● **Saved data entries**
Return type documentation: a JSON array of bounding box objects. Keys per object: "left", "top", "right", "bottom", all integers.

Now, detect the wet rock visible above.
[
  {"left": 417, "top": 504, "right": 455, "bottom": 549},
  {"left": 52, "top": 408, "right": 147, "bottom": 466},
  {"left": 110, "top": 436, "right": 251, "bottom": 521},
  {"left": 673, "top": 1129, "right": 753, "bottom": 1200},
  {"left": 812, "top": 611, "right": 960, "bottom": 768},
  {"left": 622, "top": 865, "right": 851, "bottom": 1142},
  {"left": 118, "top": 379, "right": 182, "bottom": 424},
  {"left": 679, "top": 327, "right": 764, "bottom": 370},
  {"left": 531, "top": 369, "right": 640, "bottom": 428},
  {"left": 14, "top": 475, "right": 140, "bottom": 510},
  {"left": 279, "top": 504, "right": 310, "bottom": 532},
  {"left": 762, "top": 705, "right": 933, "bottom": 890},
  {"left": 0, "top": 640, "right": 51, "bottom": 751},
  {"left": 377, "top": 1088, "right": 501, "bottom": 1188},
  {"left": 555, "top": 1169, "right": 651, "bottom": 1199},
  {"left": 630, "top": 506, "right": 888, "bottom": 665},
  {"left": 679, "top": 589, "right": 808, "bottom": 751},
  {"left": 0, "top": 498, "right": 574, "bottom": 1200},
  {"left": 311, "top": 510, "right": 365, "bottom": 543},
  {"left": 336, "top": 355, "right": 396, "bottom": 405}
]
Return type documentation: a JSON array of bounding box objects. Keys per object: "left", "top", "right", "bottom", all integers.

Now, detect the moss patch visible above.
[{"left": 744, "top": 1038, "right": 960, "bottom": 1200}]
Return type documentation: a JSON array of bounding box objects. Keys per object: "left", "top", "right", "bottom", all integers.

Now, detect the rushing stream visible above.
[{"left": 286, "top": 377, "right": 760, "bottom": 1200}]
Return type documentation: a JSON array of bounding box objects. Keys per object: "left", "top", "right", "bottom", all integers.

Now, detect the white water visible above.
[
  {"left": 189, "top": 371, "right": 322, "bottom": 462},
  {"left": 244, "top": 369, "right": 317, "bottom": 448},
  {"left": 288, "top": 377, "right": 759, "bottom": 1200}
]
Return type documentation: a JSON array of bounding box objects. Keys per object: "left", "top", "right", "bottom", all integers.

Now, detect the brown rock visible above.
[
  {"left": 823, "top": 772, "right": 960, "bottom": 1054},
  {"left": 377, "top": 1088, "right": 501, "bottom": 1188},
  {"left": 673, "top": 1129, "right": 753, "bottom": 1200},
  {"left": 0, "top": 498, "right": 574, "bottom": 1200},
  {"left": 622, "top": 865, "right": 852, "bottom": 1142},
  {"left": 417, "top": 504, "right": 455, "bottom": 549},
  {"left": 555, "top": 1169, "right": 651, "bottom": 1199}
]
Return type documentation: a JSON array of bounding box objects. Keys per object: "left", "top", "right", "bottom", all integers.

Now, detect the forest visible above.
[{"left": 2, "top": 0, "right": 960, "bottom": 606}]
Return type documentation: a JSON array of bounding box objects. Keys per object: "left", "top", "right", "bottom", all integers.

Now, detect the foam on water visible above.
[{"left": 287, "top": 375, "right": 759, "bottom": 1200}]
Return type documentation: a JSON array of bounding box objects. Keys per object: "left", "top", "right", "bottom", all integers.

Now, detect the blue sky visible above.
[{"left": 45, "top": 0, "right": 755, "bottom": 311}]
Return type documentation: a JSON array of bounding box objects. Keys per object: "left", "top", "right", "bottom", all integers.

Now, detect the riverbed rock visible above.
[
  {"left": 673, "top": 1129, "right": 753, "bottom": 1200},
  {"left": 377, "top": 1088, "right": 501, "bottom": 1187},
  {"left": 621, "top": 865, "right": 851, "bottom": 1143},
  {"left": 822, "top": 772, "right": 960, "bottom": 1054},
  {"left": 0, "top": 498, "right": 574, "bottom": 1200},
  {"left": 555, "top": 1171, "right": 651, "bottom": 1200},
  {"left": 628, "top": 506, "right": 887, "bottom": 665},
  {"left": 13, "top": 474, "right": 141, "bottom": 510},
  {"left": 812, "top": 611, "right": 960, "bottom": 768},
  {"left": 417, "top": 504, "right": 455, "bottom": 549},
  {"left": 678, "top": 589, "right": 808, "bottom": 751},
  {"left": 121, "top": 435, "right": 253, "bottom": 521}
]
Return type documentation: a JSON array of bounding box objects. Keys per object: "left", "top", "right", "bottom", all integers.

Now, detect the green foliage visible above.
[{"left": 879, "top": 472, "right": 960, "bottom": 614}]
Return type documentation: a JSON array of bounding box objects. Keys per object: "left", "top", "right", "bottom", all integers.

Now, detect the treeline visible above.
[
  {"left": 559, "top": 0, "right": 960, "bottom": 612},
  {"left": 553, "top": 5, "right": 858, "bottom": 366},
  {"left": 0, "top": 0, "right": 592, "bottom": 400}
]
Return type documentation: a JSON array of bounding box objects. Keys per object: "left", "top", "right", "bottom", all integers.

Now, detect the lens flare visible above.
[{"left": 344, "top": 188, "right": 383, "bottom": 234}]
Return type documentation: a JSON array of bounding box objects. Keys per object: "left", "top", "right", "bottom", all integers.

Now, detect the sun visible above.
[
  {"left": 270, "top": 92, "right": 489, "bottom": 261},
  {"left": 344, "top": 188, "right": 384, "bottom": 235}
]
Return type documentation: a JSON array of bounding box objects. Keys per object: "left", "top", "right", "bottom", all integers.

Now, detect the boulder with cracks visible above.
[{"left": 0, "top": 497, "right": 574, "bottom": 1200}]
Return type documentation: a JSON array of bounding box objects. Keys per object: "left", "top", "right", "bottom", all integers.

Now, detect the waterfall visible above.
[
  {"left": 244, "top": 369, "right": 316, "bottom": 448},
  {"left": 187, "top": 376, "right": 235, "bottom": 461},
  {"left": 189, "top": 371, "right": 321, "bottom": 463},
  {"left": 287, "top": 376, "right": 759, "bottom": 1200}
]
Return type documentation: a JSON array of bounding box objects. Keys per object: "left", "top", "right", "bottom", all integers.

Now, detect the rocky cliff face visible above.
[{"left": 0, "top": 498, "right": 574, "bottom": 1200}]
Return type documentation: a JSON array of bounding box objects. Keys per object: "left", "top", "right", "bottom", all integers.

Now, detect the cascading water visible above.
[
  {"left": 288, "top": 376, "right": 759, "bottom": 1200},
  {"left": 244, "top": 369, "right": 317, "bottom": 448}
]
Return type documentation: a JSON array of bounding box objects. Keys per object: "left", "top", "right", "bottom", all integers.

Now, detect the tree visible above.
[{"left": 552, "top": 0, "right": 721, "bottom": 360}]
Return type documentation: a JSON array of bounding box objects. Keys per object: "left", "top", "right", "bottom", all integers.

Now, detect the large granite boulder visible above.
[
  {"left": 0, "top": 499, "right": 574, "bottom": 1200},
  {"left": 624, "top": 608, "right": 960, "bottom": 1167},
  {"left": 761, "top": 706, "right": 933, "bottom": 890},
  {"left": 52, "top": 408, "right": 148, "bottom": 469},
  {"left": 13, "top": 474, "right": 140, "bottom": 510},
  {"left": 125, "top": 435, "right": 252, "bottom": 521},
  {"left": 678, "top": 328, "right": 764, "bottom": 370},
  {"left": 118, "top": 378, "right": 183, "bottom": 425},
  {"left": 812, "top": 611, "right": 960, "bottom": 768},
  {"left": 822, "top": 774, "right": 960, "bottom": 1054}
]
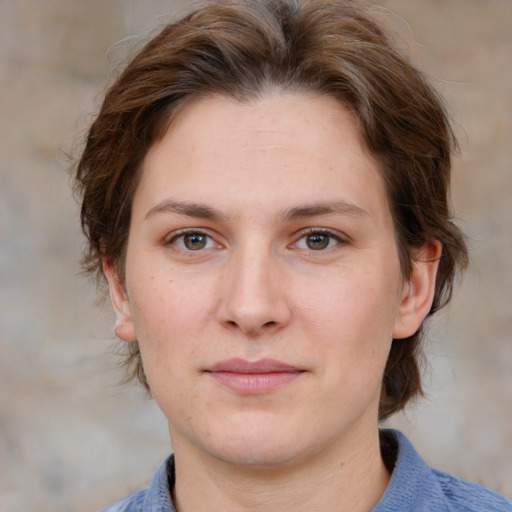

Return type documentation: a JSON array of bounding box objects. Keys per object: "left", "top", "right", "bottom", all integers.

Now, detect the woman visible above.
[{"left": 74, "top": 0, "right": 511, "bottom": 510}]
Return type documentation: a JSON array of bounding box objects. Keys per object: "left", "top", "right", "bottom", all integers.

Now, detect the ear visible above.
[
  {"left": 103, "top": 259, "right": 137, "bottom": 342},
  {"left": 392, "top": 241, "right": 442, "bottom": 339}
]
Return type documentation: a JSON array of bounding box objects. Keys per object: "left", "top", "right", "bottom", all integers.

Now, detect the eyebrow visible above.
[
  {"left": 279, "top": 200, "right": 369, "bottom": 222},
  {"left": 145, "top": 199, "right": 369, "bottom": 222},
  {"left": 145, "top": 200, "right": 227, "bottom": 222}
]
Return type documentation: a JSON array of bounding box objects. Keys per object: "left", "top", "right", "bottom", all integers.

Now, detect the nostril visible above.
[{"left": 263, "top": 321, "right": 276, "bottom": 328}]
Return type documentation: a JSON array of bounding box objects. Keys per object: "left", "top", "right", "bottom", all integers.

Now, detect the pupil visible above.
[
  {"left": 184, "top": 233, "right": 206, "bottom": 250},
  {"left": 307, "top": 234, "right": 329, "bottom": 250}
]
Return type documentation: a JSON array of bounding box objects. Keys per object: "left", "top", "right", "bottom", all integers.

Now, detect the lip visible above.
[{"left": 205, "top": 358, "right": 305, "bottom": 394}]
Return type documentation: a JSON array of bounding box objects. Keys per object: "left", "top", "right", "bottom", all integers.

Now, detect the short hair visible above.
[{"left": 74, "top": 0, "right": 468, "bottom": 420}]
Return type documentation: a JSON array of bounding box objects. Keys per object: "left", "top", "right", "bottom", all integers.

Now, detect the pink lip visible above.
[{"left": 205, "top": 358, "right": 305, "bottom": 394}]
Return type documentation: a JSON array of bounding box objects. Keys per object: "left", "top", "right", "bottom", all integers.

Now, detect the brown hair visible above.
[{"left": 74, "top": 0, "right": 468, "bottom": 420}]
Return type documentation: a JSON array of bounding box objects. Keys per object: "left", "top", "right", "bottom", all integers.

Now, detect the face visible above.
[{"left": 106, "top": 92, "right": 438, "bottom": 468}]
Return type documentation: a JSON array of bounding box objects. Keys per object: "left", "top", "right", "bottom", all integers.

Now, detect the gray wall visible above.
[{"left": 1, "top": 1, "right": 511, "bottom": 510}]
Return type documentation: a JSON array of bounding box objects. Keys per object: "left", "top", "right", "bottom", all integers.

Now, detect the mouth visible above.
[{"left": 204, "top": 358, "right": 305, "bottom": 394}]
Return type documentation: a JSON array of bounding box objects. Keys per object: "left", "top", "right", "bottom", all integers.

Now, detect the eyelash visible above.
[
  {"left": 292, "top": 228, "right": 346, "bottom": 251},
  {"left": 166, "top": 229, "right": 220, "bottom": 251},
  {"left": 165, "top": 228, "right": 346, "bottom": 252}
]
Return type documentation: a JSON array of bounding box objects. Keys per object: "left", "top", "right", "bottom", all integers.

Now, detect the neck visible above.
[{"left": 171, "top": 425, "right": 390, "bottom": 512}]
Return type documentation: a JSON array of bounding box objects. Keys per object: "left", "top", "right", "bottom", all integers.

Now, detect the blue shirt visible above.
[{"left": 100, "top": 429, "right": 512, "bottom": 511}]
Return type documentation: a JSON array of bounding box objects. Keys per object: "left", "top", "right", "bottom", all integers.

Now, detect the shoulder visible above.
[
  {"left": 430, "top": 468, "right": 512, "bottom": 512},
  {"left": 98, "top": 455, "right": 176, "bottom": 512},
  {"left": 98, "top": 488, "right": 146, "bottom": 512},
  {"left": 375, "top": 429, "right": 512, "bottom": 512}
]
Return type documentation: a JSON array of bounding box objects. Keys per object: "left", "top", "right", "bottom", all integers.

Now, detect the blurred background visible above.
[{"left": 0, "top": 1, "right": 510, "bottom": 510}]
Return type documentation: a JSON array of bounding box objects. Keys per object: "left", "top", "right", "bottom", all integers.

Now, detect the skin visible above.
[{"left": 105, "top": 92, "right": 440, "bottom": 512}]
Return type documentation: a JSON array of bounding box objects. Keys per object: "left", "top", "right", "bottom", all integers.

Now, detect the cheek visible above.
[
  {"left": 296, "top": 268, "right": 401, "bottom": 370},
  {"left": 128, "top": 262, "right": 210, "bottom": 329},
  {"left": 306, "top": 273, "right": 399, "bottom": 331},
  {"left": 126, "top": 265, "right": 218, "bottom": 376}
]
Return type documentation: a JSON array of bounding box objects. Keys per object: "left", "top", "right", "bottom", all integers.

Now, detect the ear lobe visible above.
[
  {"left": 103, "top": 260, "right": 137, "bottom": 342},
  {"left": 392, "top": 241, "right": 442, "bottom": 340}
]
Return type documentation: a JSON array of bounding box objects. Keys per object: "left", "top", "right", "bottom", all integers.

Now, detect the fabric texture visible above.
[{"left": 99, "top": 429, "right": 512, "bottom": 512}]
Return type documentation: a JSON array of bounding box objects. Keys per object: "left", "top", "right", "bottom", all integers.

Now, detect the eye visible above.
[
  {"left": 293, "top": 230, "right": 343, "bottom": 251},
  {"left": 169, "top": 231, "right": 218, "bottom": 251}
]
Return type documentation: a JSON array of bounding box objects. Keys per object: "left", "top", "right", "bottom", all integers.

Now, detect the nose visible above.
[{"left": 216, "top": 245, "right": 292, "bottom": 337}]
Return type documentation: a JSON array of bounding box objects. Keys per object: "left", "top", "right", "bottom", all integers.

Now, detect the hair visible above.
[{"left": 74, "top": 0, "right": 468, "bottom": 420}]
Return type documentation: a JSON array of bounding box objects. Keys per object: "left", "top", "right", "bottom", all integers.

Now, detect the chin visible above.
[
  {"left": 200, "top": 418, "right": 317, "bottom": 469},
  {"left": 213, "top": 440, "right": 304, "bottom": 469}
]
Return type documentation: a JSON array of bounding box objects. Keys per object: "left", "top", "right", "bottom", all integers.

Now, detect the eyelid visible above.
[
  {"left": 289, "top": 227, "right": 349, "bottom": 250},
  {"left": 165, "top": 228, "right": 223, "bottom": 250},
  {"left": 296, "top": 227, "right": 347, "bottom": 241},
  {"left": 166, "top": 227, "right": 206, "bottom": 242},
  {"left": 163, "top": 227, "right": 348, "bottom": 250}
]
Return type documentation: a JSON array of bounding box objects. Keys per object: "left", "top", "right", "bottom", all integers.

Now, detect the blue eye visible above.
[
  {"left": 296, "top": 231, "right": 342, "bottom": 251},
  {"left": 171, "top": 231, "right": 216, "bottom": 251}
]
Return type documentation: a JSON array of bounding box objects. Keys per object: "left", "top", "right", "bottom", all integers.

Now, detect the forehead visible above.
[
  {"left": 137, "top": 92, "right": 389, "bottom": 221},
  {"left": 154, "top": 92, "right": 364, "bottom": 153}
]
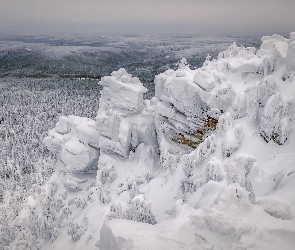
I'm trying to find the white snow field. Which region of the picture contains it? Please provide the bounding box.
[12,33,295,250]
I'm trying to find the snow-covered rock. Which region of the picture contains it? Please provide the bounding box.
[43,115,100,174]
[96,68,157,158]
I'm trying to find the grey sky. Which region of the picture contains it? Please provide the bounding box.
[0,0,294,36]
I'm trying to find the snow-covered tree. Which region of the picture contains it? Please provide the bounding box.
[257,75,276,107]
[67,221,86,242]
[260,93,293,144]
[224,154,256,202]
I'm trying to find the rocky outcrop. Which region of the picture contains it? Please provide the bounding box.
[96,68,157,158]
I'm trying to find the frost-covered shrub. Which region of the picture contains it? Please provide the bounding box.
[179,154,193,176]
[218,42,256,60]
[259,55,274,75]
[195,134,216,165]
[283,41,295,81]
[231,93,247,118]
[128,150,135,162]
[205,158,222,182]
[218,113,244,157]
[222,125,243,157]
[107,203,123,220]
[217,112,234,135]
[97,165,116,185]
[129,182,141,200]
[96,181,110,204]
[260,93,282,141]
[178,58,190,69]
[182,177,205,193]
[244,86,259,123]
[193,178,205,191]
[160,149,178,172]
[49,195,64,218]
[124,194,156,225]
[47,181,57,197]
[67,221,86,242]
[87,186,98,202]
[116,176,145,195]
[224,154,256,202]
[51,227,60,242]
[0,224,17,248]
[107,195,156,225]
[179,134,217,176]
[182,156,222,194]
[144,171,155,183]
[257,76,276,107]
[56,206,72,227]
[260,93,293,144]
[74,195,87,209]
[30,184,42,198]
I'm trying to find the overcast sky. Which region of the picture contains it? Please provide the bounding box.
[0,0,294,36]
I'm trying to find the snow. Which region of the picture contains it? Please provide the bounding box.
[193,69,216,91]
[9,32,295,250]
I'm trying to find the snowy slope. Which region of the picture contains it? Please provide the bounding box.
[11,33,295,250]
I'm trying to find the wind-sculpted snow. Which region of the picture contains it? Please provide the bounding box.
[4,33,295,249]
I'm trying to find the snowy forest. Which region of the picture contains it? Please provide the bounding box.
[0,33,295,250]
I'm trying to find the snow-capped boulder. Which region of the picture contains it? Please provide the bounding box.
[43,115,100,174]
[98,68,148,113]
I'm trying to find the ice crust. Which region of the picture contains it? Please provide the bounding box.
[33,33,295,250]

● **DESCRIPTION OF THE TASK**
Repeat only the stretch of lines that opens with the line containing "I'm trying to find the ice" and closes with the final line of the entries, both included, exactly as written.

● **WRITTEN RESPONSE**
I'm trying to find the ice crust. Which region of the picture contains it? Please provide the bounding box.
[33,33,295,250]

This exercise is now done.